Mal di schiena, molti (sbagliando)
prescrivono ancora il riposo
provato che restare attivi riduce il mal di schiena, ma il riposo assoluto è raccomandato ancora a molti pazienti
Articolo estratto da: CORRIERE DELLA SERA
MILANO – Tutte le linee guida in tema di mal di schiena parlano chiaro: chi si ferma è perduto. Il riposo assoluto non fa bene, anzi: bisogna restare attivi e anche andare al lavoro, appena è possibile farlo. Invece, in barba a tutte le indicazioni, molti specialisti continuano a prescrivere «una piccola pausa dal lavoro» convinti che l’attività possa peggiorare i sintomi e ritardare la guarigione. Succede, almeno in Inghilterra, stando ai dati pubblicati sulla rivista Pain e raccolti da ricercatori dell’università di Londra su osteopati, fisioterapisti e chiropratici, ovvero i professionisti a cui più spesso si rivolgono i pazienti con mal di schiena dopo il medico di base.

Dati di localizzazione di oggetti in linguaggio naturale:

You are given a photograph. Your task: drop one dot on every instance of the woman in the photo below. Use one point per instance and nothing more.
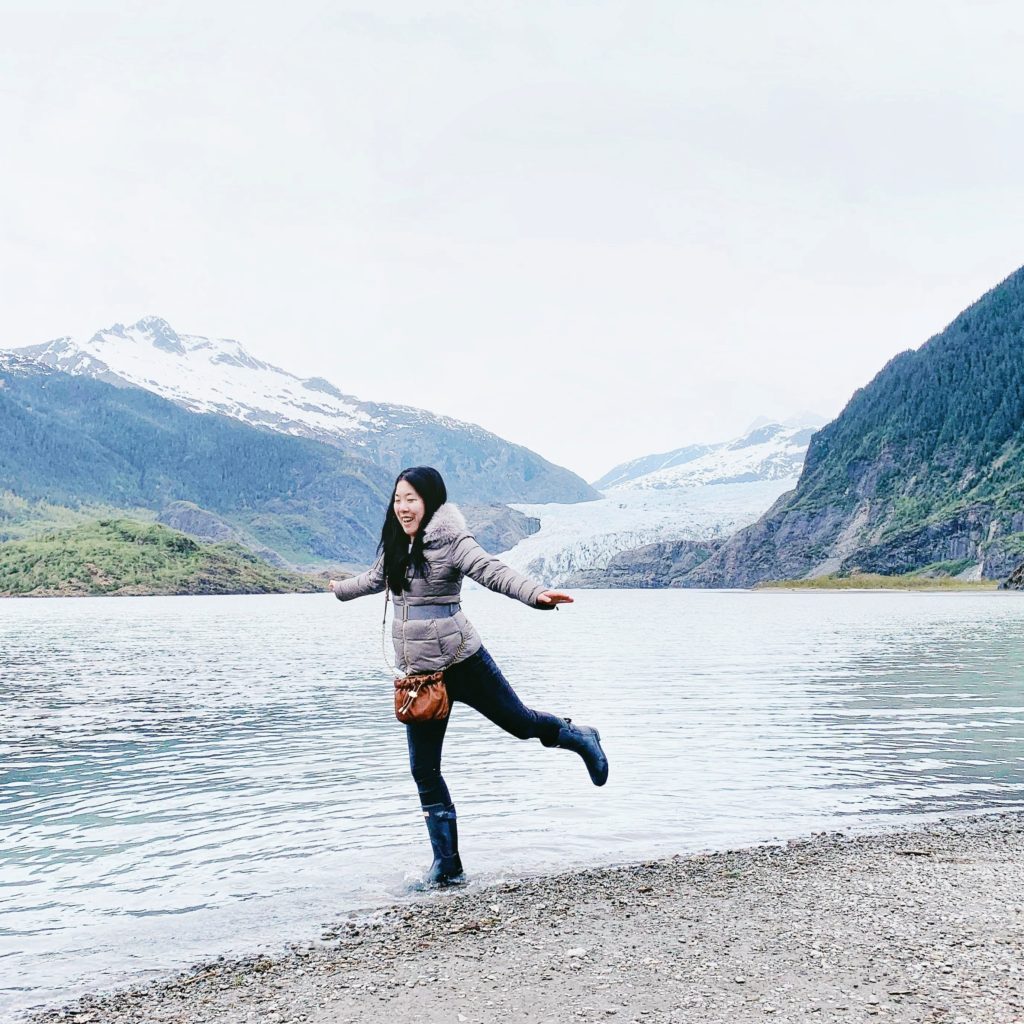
(425, 551)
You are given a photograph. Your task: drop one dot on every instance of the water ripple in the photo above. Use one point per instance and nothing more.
(185, 776)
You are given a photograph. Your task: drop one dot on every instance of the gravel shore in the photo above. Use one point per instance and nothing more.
(924, 925)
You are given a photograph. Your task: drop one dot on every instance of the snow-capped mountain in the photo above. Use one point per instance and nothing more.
(765, 452)
(217, 375)
(699, 493)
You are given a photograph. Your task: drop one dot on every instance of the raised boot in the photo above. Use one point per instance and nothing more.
(586, 740)
(443, 832)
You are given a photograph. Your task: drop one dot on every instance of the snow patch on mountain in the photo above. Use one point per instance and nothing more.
(587, 537)
(767, 452)
(207, 375)
(697, 493)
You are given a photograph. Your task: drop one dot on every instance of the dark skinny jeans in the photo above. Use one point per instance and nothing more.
(479, 683)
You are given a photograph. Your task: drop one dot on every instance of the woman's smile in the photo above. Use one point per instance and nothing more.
(409, 508)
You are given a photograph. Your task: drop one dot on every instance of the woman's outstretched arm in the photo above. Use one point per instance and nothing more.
(371, 582)
(492, 572)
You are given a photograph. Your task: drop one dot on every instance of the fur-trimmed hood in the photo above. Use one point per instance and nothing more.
(446, 524)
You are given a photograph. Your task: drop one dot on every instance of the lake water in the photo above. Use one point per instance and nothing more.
(181, 777)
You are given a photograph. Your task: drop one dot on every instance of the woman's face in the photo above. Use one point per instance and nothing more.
(409, 507)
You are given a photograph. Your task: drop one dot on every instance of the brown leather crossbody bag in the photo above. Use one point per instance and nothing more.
(422, 697)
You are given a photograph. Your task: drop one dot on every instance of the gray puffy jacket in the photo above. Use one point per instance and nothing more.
(451, 553)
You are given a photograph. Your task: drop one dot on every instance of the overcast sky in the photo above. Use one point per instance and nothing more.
(599, 229)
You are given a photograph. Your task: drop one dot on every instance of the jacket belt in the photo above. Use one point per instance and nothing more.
(431, 610)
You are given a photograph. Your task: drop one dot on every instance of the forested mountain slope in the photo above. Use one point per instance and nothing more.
(925, 466)
(71, 440)
(217, 375)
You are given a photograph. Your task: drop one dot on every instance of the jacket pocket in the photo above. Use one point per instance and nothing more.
(450, 638)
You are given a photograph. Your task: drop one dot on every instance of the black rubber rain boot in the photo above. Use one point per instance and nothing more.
(443, 832)
(586, 740)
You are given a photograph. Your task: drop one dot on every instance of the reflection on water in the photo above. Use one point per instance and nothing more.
(184, 776)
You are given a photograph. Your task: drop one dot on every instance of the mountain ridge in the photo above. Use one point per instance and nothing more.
(210, 375)
(925, 466)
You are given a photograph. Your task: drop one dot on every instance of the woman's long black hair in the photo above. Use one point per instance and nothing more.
(429, 484)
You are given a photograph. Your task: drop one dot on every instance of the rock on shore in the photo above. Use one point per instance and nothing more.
(915, 926)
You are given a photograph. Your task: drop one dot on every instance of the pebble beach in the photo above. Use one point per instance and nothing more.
(919, 925)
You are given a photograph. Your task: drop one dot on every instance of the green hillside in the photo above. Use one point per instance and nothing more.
(122, 557)
(80, 442)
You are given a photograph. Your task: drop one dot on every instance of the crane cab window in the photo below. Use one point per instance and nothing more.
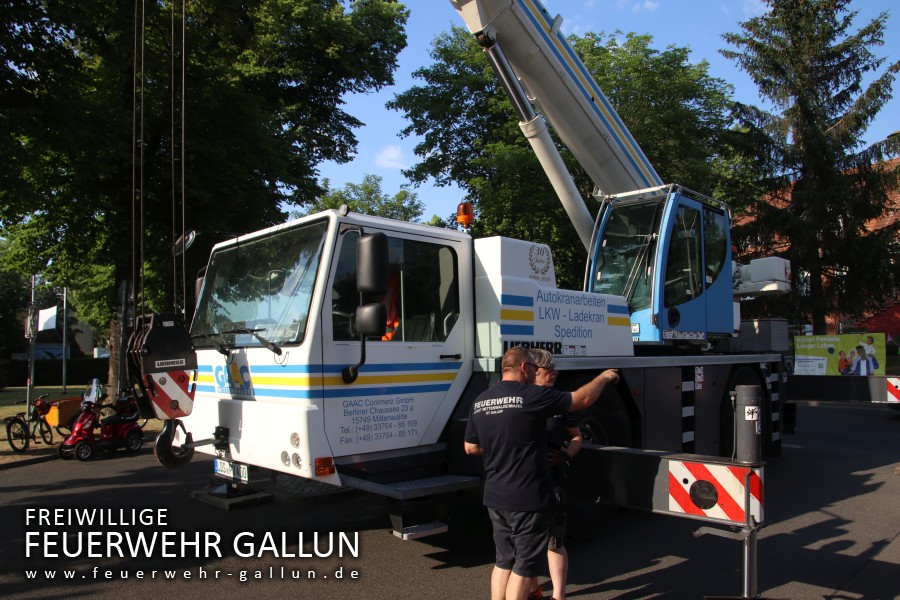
(422, 300)
(684, 266)
(715, 239)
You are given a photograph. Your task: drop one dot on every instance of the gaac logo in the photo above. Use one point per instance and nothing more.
(233, 379)
(539, 259)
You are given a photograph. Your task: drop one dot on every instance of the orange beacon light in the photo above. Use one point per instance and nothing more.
(465, 214)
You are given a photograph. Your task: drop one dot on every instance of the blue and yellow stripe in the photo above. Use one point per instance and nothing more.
(519, 310)
(324, 381)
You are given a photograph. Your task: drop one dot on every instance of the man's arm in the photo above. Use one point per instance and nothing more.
(587, 394)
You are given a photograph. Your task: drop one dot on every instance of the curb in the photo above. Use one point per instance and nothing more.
(27, 461)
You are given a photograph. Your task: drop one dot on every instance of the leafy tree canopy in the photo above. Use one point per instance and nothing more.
(817, 191)
(91, 118)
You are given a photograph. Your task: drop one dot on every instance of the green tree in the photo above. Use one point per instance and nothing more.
(470, 135)
(96, 163)
(367, 198)
(818, 189)
(14, 297)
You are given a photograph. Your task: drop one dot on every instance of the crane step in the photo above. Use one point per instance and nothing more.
(417, 531)
(416, 488)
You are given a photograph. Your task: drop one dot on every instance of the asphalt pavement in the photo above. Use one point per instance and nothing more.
(832, 531)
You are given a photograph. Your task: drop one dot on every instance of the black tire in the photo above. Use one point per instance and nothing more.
(168, 455)
(83, 451)
(46, 432)
(133, 441)
(607, 422)
(17, 434)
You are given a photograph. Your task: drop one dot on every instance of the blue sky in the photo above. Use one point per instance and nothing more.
(697, 24)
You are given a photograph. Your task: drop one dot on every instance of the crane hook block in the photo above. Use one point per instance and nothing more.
(162, 366)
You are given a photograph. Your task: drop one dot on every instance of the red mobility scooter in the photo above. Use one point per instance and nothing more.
(119, 425)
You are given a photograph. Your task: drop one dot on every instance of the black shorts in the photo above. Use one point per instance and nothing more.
(520, 538)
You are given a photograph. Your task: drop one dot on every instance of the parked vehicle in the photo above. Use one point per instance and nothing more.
(348, 349)
(21, 431)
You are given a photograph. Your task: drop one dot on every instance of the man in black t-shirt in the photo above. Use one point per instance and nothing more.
(508, 426)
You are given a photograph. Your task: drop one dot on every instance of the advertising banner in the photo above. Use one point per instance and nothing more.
(845, 354)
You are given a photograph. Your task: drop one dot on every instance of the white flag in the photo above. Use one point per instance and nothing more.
(47, 319)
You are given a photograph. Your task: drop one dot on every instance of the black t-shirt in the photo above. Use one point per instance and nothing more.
(509, 422)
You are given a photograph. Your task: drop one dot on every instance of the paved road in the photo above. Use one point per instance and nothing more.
(832, 512)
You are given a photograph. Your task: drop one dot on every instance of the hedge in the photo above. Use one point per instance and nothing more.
(79, 371)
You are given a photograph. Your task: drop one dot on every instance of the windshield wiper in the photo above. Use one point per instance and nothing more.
(271, 346)
(220, 347)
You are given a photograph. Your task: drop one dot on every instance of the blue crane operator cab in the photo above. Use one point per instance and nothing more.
(667, 251)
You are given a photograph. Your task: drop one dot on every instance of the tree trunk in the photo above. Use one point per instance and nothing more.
(114, 381)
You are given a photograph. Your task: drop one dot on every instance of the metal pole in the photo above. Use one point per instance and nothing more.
(747, 425)
(749, 557)
(32, 326)
(748, 449)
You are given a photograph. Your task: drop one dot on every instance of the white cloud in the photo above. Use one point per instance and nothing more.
(390, 157)
(646, 5)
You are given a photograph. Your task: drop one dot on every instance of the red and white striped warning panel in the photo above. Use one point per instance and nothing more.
(893, 384)
(172, 393)
(716, 492)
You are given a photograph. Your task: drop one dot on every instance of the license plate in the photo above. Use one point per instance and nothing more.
(231, 470)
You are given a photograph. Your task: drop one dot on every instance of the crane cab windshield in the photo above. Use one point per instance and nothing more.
(665, 251)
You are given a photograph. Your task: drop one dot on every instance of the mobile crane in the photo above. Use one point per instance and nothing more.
(347, 348)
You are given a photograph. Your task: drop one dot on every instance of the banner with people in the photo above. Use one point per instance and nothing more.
(845, 354)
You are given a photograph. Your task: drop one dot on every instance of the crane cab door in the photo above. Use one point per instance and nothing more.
(694, 287)
(412, 376)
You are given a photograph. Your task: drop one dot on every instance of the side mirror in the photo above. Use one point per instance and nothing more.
(371, 280)
(372, 264)
(371, 320)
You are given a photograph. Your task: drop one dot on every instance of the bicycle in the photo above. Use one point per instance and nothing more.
(18, 433)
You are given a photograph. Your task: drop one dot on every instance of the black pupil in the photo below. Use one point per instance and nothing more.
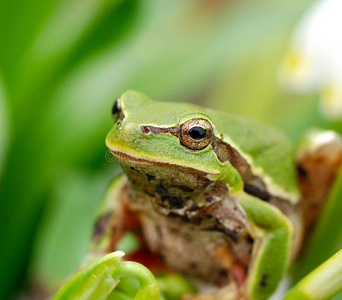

COMPITI RICHIESTI ▸
(1) Estrai dall'articolo sul mal di schiena il passo che inizia con le parole "Mal di schiena, molti" e si chiude dopo "medico di base.".
(2) Traduci in inglese questa frase dell'articolo sul mal di schiena: «Il riposo assoluto non fa bene, anzi: bisogna restare attivi e anche andare al lavoro, appena è possibile farlo.»
(3) Prosegui l'articolo sul mal di schiena a partire dall'ultima frase riportata.

COMPITI SVOLTI ▸
(1)
Mal di schiena, molti (sbagliando)
prescrivono ancora il riposo
provato che restare attivi riduce il mal di schiena, ma il riposo assoluto è raccomandato ancora a molti pazienti
Articolo estratto da: CORRIERE DELLA SERA
MILANO – Tutte le linee guida in tema di mal di schiena parlano chiaro: chi si ferma è perduto. Il riposo assoluto non fa bene, anzi: bisogna restare attivi e anche andare al lavoro, appena è possibile farlo. Invece, in barba a tutte le indicazioni, molti specialisti continuano a prescrivere «una piccola pausa dal lavoro» convinti che l’attività possa peggiorare i sintomi e ritardare la guarigione. Succede, almeno in Inghilterra, stando ai dati pubblicati sulla rivista Pain e raccolti da ricercatori dell’università di Londra su osteopati, fisioterapisti e chiropratici, ovvero i professionisti a cui più spesso si rivolgono i pazienti con mal di schiena dopo il medico di base.

(2) Complete rest does no good; on the contrary, you need to stay active and even go to work as soon as it is possible to do so.

(3)
STUDIO – Gli autori hanno chiesto ai partecipanti se e quante volte avessero visitato il luogo di lavoro dei loro pazienti con mal di schiena, se avessero consigliato il riposo e se avessero indicato ai pazienti esercizi da poter fare durante l’orario di lavoro. Hanno inoltre valutato se i professionisti ritenessero un obiettivo del trattamento il ritorno a una piena mobilità e anche le loro convinzioni circa il lavoro, se e quando lo ritenessero dannoso per i pazienti e quali consigli dessero in merito ai loro assistiti. Ebbene, l’80 per cento ammette di aver consigliato l’astensione dal lavoro ai pazienti con mal di schiena qualche volta, il 13 per cento addirittura l’ha fatto spesso o sempre; per fortuna l’83 per cento ha prescritto esercizi specifici da poter fare sul luogo di lavoro per ridurre il dolore, ma c’è un 70 per cento che non ha suggerito ai pazienti modifiche ergonomiche per ridurre i fastidi alla schiena.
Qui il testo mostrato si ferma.